▸ **Work to complete**:
Reproduce the listing below word for word, starting at its first line and stopping after the line that contains "fill_convention: even-odd", with both of those lines included. Leave the picture out of your answer.

· · · · ·

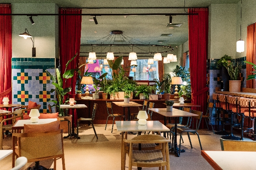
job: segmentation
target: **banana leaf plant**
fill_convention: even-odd
[[[251,73],[256,73],[256,65],[255,65],[255,64],[254,64],[253,63],[252,63],[251,62],[249,62],[249,61],[244,61],[244,62],[245,62],[246,63],[247,63],[249,64],[249,65],[252,65],[252,68],[254,69],[254,71],[252,71]],[[248,76],[247,77],[247,79],[246,79],[246,80],[251,80],[251,79],[256,79],[256,74],[253,74],[252,75],[248,75]]]
[[[69,100],[69,94],[68,94],[68,93],[71,91],[72,83],[74,82],[74,81],[71,81],[71,84],[69,87],[63,87],[63,79],[65,79],[65,83],[64,84],[65,84],[67,79],[73,77],[76,72],[77,72],[79,74],[81,73],[80,71],[79,71],[79,68],[85,64],[82,65],[76,69],[70,69],[67,70],[67,68],[69,63],[76,58],[77,55],[77,53],[66,64],[65,71],[62,75],[61,75],[61,72],[58,68],[56,68],[56,76],[52,75],[47,70],[46,70],[47,74],[51,77],[51,79],[52,80],[52,84],[55,86],[55,89],[51,89],[51,93],[56,91],[57,95],[57,99],[58,100],[52,100],[48,101],[48,102],[53,102],[55,103],[55,104],[53,105],[52,107],[56,106],[59,108],[59,115],[60,116],[67,116],[67,114],[64,112],[63,109],[61,109],[60,108],[60,105],[68,103]],[[76,81],[74,82],[76,82]],[[67,97],[66,97],[66,99],[65,100],[65,96],[67,94],[68,95]]]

· · · · ·

▸ **Exercise solution**:
job: segmentation
target: **banana leaf plant**
fill_convention: even-odd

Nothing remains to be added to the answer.